The information explosion, with the creation of the Internet, has presented problems 
and opportunities for libraries to apply and augment traditional methods of cataloging. 
This research paper will cover three major topics, in an effort to explain some of the 
issues. The first topic will provide an overview of how the process of cataloging 
developed to establish an understanding of current systems. The second topic will 
explain issues or difficulties in applying classification systems to the information 
available on the Internet. And finally, the third topic will show the possibilities and plans 
for libraries to use cataloging for improving research on the Internet. 

Since the advent of the printing press in the mid-15th century, mass-produced books 
have contained "conventions for representing information in published texts. Principle 
among these was the convention of the title page, which named the author and the title 
of the work contained therein, and also acknowledged the printing source (Tillett 2)." 

The key data of title, author, and source was then used to create the first bibliographic 
records. 

Libraries began to place those bibliographic records into what was called a catalog. 
To catalog is to make a systemized list and so, the list of bibliographic records for the 
material housed in the library was called the catalog. Barbara B. Tillett explains that 
libraries first recorded lists in books. By the 1800's, the American Library Association 
had adopted the Anglo-American cataloging rules, published in a volume entitled 
AACR2, which is in use today. In 1901, the Library of Congress began selling printed 
cards to other libraries. Unlike book catalogs, card catalogs enabled the user to find the 
complete bibliographic description under many access points through the use of the 
newly-termed 'main entries' and 'added entries.' Main entries served as collating and 
arranging devices (Tillett 5). The ability to provide multiple access points developed the 
concept of indexing. Indexing used keywords or phrases to describe the content while 
pointing to the main entry or the bibliographic record. 

In the 1800's, the Library of Congress classification system and the Dewey Decimal 
system were developed. Each system used letters and numbers to make up call 
numbers which represented the specific subject of a book. That allowed books to be 
organized on the shelf by subject matter ("Classification" 1). Because decimal numbers 
were used, the subject areas could easily be expanded using fractions of the whole 
numbers. In 1967, because of electronic databases, the Library of Congress converted 
bibliographic records into machine-readable cards or MARC. MARC format has five 
types of data: bibliographic, holdings, authority, classification, and community 
information. MARC records encode the data elements to help describe, retrieve, and 
control the information. 

Another impact on the development of cataloging occurred in 1967, when a 
consortia called OCLC (Ohio College Library Center), formed a network of 54 Ohio 
Colleges using MARC records. In 1977, that network was opened to all libraries. In 
1981, the legal name of the corporation became OCLC Online Computer Library Center, 
Inc. Today more than 30,000 libraries in the U.S. and other countries participate in the 
shared system ("History"). 




3 



The ability to operate as a collective requires consistent standards for precise 
communication. An example is the word, movie. When referring to a book about the 
movie "Gone with the Wind", does a cataloger use moving picture, motion picture, 
cinema, film, or movie? To have consistent indexing requires an authority list or what 
may also be called a controlled vocabulary. The vocabulary list mentions each term, but 
states Motion Picture as the authority to be used in the record created.

● **PROVIDED MATERIAL**:
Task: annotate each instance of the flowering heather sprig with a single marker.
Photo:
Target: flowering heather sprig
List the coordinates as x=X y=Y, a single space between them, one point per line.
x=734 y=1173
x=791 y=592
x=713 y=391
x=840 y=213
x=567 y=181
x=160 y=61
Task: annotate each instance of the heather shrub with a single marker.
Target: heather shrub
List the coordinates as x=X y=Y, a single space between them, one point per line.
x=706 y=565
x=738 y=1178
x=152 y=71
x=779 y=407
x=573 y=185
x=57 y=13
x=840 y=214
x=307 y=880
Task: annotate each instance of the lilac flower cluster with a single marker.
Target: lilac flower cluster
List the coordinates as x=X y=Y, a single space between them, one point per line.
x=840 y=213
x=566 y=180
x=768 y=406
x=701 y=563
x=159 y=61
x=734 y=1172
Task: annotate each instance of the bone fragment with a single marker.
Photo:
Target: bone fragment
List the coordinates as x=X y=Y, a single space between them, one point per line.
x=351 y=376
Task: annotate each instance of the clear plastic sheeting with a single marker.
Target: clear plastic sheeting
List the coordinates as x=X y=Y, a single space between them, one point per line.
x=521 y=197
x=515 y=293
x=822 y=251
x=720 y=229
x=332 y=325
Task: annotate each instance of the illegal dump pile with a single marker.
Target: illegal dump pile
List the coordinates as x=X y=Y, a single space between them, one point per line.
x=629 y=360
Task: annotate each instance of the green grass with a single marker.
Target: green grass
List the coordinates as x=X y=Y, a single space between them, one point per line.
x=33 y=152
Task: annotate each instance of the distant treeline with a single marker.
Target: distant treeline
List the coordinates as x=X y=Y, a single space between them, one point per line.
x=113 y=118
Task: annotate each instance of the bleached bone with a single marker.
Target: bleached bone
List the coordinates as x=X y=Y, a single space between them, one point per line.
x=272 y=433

● **CHALLENGES**:
(a) Reproduce the passage of the text on library cataloging starting at "Since the advent" and ending at "called a catalog.".
(b) Name every type of data that the text on library cataloging says MARC format has.

● **SOLUTIONS TO THE TASKS**:
(a)
Since the advent of the printing press in the mid-15th century, mass-produced books 
have contained "conventions for representing information in published texts. Principle 
among these was the convention of the title page, which named the author and the title 
of the work contained therein, and also acknowledged the printing source (Tillett 2)." 

The key data of title, author, and source was then used to create the first bibliographic 
records. 

Libraries began to place those bibliographic records into what was called a catalog.

(b) bibliographic, holdings, authority, classification, community information